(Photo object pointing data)
>> BEGIN

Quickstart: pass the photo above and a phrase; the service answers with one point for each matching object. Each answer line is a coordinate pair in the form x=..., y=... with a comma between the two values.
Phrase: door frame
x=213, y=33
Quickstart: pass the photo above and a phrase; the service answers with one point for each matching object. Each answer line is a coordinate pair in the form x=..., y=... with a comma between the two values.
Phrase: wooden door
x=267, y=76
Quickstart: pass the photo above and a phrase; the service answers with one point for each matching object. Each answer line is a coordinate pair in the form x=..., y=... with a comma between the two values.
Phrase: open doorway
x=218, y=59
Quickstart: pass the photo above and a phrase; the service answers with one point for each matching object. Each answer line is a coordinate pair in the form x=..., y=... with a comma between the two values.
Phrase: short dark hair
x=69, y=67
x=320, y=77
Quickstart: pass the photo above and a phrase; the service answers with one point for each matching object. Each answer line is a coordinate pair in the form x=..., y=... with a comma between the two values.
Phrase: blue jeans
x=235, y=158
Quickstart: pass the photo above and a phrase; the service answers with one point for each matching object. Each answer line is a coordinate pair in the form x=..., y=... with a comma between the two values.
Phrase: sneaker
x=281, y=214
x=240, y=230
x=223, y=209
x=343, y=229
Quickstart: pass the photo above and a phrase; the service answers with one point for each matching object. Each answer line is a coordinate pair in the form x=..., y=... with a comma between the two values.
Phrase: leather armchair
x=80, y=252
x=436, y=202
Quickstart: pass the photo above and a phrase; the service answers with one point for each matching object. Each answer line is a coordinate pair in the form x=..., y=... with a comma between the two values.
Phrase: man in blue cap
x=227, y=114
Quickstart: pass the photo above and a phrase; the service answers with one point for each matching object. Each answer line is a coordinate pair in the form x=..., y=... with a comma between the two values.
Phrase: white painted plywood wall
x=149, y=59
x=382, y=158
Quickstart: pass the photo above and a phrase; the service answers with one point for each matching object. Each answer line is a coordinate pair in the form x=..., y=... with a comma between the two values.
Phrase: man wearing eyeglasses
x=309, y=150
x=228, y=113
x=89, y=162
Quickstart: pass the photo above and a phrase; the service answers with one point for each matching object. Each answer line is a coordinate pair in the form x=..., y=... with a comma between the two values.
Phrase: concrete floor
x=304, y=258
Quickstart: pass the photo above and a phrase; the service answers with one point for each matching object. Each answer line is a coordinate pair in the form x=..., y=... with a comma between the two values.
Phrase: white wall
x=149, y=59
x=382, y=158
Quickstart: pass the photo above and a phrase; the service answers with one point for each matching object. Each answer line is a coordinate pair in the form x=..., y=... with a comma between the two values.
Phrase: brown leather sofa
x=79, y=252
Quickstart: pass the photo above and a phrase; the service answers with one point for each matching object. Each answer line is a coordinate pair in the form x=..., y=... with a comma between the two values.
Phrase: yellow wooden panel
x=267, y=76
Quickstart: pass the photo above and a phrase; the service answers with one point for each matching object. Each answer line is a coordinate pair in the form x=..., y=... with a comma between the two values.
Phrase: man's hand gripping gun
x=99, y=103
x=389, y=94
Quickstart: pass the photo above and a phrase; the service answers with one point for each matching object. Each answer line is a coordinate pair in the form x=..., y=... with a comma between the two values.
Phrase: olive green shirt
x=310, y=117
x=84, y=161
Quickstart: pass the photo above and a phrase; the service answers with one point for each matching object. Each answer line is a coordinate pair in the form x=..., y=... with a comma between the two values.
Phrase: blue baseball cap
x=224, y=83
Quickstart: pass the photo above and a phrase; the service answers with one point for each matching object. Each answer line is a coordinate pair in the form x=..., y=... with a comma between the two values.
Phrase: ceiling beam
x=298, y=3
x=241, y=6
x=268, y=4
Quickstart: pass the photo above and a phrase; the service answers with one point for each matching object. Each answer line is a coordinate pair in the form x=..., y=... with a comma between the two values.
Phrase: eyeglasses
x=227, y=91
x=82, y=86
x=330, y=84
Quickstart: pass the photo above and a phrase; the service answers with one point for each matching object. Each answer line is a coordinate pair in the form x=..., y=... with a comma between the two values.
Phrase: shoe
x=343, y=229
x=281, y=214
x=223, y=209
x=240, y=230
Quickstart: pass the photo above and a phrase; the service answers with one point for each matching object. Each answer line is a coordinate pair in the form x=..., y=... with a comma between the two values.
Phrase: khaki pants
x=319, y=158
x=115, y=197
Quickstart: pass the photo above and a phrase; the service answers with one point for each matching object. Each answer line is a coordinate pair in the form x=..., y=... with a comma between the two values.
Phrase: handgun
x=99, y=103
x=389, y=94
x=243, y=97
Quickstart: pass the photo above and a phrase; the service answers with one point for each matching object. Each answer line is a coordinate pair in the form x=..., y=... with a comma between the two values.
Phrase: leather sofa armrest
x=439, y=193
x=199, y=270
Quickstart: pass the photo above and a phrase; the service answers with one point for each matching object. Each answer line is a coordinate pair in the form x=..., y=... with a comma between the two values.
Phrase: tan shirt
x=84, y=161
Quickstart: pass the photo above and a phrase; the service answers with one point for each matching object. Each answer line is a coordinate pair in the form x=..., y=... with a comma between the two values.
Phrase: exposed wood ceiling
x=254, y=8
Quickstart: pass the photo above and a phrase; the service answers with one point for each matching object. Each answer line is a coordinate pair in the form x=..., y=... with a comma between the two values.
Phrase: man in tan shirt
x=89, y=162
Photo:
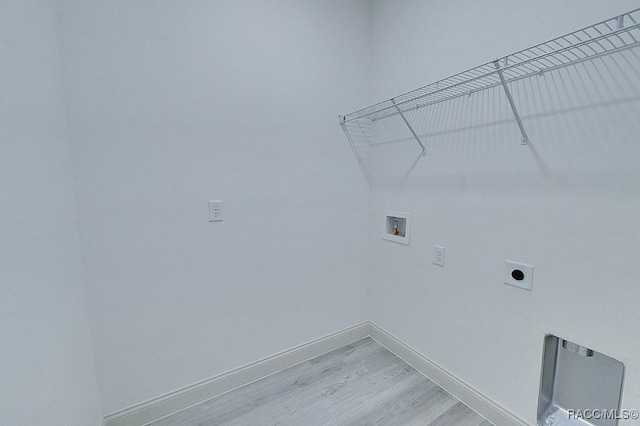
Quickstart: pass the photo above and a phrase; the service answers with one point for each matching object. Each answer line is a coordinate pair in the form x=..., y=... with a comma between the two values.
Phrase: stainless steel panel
x=575, y=381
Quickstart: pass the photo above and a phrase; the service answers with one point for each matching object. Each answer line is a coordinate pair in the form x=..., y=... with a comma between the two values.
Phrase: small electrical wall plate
x=215, y=211
x=396, y=226
x=518, y=275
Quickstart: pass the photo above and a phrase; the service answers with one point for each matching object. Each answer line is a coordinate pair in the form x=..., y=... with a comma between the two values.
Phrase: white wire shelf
x=604, y=38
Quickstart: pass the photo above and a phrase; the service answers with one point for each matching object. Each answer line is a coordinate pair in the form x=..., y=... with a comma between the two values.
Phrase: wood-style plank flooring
x=358, y=384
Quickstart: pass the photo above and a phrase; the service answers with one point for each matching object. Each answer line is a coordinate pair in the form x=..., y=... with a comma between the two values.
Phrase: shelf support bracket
x=415, y=135
x=525, y=138
x=342, y=121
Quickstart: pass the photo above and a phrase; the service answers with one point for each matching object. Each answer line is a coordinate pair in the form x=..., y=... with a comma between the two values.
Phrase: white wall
x=172, y=104
x=47, y=375
x=568, y=203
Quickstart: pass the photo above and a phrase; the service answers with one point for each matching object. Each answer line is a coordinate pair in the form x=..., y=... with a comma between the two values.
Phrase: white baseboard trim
x=170, y=403
x=446, y=380
x=173, y=402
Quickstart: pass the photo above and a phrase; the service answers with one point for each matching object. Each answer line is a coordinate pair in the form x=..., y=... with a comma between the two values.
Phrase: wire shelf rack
x=604, y=38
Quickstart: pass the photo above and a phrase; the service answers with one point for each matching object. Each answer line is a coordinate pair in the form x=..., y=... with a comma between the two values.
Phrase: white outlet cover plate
x=438, y=255
x=215, y=211
x=526, y=283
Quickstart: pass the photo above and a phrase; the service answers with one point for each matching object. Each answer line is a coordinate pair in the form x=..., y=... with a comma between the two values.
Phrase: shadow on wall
x=579, y=118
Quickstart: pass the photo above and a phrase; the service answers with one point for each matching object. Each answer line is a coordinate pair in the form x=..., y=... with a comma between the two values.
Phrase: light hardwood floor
x=358, y=384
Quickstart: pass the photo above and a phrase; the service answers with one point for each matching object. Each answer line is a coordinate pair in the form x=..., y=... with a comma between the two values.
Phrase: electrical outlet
x=518, y=275
x=438, y=255
x=215, y=211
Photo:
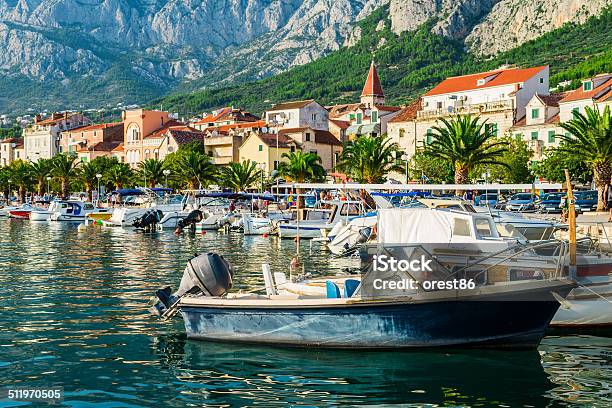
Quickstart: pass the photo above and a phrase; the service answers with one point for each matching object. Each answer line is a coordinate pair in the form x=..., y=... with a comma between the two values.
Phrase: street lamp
x=405, y=157
x=166, y=173
x=98, y=176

>> END

Add 85 to every x and y coordinate, and reproduce everything from the start of the data down to the line that contains "x=213, y=33", both ends included.

Quickstart: pass the photo above and a phrase; the service answers with one point for each matching object. Each answer line is a coordinate pair in the form x=..., y=... with a comma between the two values.
Phrase: door frame
x=298, y=118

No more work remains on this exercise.